■ What to produce: Rewrite everything from the line containing "Category: dark suit jacket" down to the line containing "[283,496,331,649]", putting "dark sock" in place of "black sock" and leaving all else as it is.

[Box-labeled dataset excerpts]

#####

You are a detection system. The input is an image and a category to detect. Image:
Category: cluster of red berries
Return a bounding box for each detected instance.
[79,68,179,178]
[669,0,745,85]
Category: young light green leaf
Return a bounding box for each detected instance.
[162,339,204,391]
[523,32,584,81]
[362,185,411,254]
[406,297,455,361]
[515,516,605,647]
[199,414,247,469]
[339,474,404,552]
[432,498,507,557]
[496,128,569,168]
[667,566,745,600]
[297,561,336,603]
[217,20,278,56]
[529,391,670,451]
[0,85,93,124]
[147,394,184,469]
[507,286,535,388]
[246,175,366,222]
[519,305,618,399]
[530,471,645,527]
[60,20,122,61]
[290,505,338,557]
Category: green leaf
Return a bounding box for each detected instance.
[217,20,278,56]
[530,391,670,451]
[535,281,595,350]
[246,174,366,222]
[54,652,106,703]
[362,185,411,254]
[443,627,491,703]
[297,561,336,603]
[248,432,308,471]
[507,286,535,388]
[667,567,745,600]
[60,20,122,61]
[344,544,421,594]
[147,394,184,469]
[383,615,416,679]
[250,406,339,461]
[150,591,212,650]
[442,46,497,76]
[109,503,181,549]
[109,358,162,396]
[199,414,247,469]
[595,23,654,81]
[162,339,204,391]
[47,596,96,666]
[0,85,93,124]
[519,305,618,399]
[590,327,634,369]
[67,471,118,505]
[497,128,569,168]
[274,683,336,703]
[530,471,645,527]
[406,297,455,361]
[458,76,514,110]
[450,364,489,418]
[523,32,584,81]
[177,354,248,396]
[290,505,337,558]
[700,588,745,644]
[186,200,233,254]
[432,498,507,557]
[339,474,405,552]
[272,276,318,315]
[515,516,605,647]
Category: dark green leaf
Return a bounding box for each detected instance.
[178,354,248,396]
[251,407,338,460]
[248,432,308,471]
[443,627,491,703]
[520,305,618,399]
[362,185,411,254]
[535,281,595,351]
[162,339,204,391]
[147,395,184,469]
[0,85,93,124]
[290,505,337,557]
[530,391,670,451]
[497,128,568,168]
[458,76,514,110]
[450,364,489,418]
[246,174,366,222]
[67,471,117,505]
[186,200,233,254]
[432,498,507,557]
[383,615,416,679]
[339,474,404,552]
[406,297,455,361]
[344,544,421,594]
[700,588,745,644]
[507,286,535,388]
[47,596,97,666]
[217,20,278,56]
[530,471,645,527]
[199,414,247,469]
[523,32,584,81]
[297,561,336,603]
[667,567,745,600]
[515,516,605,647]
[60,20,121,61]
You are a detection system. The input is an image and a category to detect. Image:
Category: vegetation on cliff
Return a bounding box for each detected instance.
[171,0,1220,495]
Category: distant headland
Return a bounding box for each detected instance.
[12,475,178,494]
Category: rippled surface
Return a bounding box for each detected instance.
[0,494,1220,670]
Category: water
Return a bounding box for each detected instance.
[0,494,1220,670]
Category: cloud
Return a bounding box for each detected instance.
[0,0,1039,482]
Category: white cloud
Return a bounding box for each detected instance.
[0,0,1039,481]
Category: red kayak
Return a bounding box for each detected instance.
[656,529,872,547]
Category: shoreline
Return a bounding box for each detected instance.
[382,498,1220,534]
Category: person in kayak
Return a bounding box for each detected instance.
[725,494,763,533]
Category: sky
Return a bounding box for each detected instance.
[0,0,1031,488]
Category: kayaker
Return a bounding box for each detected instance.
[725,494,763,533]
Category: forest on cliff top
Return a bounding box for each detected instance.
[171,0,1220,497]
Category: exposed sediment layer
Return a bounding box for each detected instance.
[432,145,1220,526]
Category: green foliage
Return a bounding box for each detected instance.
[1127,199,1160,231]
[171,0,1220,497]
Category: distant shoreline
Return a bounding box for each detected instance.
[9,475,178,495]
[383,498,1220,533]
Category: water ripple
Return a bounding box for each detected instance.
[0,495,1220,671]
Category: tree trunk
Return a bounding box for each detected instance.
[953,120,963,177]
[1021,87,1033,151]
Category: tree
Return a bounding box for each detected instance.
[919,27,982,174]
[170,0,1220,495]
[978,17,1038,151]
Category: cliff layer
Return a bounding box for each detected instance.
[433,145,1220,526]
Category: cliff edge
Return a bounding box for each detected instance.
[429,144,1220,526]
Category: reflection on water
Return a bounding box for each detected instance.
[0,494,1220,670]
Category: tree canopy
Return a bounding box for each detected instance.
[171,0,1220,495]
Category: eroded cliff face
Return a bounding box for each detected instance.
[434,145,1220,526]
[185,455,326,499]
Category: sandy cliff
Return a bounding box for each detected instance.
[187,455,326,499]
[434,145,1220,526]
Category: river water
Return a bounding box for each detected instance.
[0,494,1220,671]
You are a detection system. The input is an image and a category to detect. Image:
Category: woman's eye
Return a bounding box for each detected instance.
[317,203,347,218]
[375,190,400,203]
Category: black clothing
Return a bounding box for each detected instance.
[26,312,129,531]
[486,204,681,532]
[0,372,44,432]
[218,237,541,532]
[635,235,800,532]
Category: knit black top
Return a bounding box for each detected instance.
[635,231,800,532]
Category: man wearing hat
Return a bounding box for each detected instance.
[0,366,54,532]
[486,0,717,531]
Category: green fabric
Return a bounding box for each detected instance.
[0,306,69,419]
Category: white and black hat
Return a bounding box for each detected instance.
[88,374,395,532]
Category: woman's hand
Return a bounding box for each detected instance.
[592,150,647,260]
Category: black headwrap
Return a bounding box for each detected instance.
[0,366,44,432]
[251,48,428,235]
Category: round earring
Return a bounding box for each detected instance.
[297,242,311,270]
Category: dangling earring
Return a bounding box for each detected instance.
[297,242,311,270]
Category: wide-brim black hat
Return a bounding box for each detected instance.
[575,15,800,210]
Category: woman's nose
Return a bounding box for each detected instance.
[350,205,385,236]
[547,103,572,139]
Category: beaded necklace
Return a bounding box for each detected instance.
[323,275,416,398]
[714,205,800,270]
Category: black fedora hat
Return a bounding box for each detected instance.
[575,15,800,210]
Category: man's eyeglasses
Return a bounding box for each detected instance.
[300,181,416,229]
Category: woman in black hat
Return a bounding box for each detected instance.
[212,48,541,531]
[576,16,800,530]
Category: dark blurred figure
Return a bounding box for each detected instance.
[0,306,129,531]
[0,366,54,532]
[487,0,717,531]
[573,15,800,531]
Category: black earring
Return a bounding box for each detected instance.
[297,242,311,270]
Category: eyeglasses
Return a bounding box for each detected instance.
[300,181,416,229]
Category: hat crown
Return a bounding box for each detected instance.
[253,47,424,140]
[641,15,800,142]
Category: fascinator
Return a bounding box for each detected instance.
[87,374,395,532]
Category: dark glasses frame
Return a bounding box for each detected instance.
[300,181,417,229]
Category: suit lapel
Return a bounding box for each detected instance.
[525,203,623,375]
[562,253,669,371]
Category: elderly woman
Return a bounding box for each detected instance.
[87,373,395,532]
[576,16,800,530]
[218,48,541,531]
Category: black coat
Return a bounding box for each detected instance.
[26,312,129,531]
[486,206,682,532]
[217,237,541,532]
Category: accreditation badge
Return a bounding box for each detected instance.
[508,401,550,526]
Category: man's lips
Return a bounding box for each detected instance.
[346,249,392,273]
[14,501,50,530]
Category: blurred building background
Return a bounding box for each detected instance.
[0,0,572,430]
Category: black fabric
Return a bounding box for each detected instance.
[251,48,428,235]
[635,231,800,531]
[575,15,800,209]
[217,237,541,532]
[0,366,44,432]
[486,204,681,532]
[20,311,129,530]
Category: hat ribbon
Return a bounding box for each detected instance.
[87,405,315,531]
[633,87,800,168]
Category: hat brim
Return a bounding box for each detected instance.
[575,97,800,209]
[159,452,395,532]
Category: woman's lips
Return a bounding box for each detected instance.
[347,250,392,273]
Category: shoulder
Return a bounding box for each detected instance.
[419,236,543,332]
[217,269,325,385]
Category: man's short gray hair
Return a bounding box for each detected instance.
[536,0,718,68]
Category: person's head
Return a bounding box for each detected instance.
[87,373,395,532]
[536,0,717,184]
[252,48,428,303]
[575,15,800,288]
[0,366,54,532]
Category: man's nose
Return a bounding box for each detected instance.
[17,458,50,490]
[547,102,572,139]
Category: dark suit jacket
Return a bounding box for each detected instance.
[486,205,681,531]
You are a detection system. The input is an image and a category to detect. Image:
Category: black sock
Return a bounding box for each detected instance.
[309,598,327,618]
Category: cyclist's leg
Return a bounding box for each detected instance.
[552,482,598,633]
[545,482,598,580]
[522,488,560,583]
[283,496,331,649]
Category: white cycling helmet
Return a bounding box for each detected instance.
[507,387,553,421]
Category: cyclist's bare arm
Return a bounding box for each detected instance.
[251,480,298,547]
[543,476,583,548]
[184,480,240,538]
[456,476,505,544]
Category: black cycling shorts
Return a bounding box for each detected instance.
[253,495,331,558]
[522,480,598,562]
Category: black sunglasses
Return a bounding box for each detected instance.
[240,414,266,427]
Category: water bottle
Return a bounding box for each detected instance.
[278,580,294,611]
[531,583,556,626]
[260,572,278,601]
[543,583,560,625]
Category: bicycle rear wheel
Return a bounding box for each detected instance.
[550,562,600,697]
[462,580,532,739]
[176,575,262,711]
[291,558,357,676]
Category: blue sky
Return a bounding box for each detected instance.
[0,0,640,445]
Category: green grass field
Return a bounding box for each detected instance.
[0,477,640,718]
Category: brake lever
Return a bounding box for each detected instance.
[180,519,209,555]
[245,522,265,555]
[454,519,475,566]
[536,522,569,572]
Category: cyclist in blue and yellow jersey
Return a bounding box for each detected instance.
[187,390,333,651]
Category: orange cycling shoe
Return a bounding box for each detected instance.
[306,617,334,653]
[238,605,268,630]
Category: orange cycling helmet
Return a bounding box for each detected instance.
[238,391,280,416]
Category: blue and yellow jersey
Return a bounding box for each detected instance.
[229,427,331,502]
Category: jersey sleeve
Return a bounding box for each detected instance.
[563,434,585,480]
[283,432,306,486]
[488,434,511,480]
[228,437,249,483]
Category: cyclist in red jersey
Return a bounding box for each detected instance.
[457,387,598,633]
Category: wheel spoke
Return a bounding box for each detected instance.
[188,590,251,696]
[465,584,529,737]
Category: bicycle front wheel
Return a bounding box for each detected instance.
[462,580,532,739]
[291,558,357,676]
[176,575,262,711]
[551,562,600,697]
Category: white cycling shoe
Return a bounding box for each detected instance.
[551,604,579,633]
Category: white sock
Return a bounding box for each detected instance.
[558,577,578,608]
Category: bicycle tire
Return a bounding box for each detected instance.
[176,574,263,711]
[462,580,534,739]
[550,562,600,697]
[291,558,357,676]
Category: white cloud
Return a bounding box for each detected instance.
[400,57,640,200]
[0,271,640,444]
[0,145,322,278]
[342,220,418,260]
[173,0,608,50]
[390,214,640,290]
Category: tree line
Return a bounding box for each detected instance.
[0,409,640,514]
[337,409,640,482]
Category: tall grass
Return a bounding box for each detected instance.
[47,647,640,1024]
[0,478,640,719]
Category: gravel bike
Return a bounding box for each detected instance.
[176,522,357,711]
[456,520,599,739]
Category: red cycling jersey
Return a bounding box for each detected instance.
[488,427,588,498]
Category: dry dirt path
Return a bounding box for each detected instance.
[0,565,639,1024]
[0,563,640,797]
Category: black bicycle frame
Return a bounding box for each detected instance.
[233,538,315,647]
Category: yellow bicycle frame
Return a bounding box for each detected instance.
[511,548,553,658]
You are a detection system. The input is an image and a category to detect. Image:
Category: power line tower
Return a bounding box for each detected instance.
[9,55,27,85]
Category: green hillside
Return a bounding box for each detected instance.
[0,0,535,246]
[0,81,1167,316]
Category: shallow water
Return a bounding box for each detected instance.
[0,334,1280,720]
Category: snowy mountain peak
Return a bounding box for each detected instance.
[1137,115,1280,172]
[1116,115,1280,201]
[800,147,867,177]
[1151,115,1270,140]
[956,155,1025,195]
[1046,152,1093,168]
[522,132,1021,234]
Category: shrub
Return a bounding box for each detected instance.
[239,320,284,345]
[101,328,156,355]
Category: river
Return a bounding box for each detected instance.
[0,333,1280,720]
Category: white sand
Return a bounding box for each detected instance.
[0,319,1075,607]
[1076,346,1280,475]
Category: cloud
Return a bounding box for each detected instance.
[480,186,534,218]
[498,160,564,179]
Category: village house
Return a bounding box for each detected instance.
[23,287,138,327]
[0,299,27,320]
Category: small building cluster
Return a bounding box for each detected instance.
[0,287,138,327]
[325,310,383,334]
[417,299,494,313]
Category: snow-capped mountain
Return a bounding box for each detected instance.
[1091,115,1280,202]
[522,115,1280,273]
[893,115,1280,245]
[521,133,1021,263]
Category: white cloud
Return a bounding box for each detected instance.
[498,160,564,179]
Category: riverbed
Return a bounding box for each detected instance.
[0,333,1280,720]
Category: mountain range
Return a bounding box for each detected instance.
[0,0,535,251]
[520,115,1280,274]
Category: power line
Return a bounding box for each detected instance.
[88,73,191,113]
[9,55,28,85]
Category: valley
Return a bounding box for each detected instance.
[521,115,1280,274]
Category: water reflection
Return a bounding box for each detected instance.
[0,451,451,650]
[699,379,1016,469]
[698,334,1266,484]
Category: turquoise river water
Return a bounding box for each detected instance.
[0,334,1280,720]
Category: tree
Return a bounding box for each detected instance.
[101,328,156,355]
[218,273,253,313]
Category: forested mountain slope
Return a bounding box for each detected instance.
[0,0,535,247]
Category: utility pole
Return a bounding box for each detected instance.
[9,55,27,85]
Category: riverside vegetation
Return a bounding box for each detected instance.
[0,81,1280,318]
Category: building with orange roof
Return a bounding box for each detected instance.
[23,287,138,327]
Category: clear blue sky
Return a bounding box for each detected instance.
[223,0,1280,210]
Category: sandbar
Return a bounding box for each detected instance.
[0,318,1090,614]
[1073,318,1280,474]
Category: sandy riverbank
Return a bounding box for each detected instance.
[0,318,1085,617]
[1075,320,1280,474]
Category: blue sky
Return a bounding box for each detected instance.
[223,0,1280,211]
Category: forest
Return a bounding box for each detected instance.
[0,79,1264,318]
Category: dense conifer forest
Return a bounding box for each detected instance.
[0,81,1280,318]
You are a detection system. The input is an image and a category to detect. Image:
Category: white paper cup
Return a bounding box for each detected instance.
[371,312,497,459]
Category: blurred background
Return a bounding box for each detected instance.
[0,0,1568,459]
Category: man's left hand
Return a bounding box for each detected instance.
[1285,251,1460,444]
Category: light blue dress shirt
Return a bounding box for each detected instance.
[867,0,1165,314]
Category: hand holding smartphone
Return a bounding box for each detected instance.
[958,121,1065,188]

#####

■ Worked solution:
Category: dark suit jacket
Return a bounding box for each detected instance.
[486,205,681,531]
You are a detection system. The input is an image and a category to detect. Image:
Category: dark sock
Return a bounding box for each detected instance.
[309,598,327,618]
Category: cyclist's leg
Return a bounding box for each detected instance.
[552,482,598,633]
[545,482,598,580]
[522,488,560,583]
[283,496,331,649]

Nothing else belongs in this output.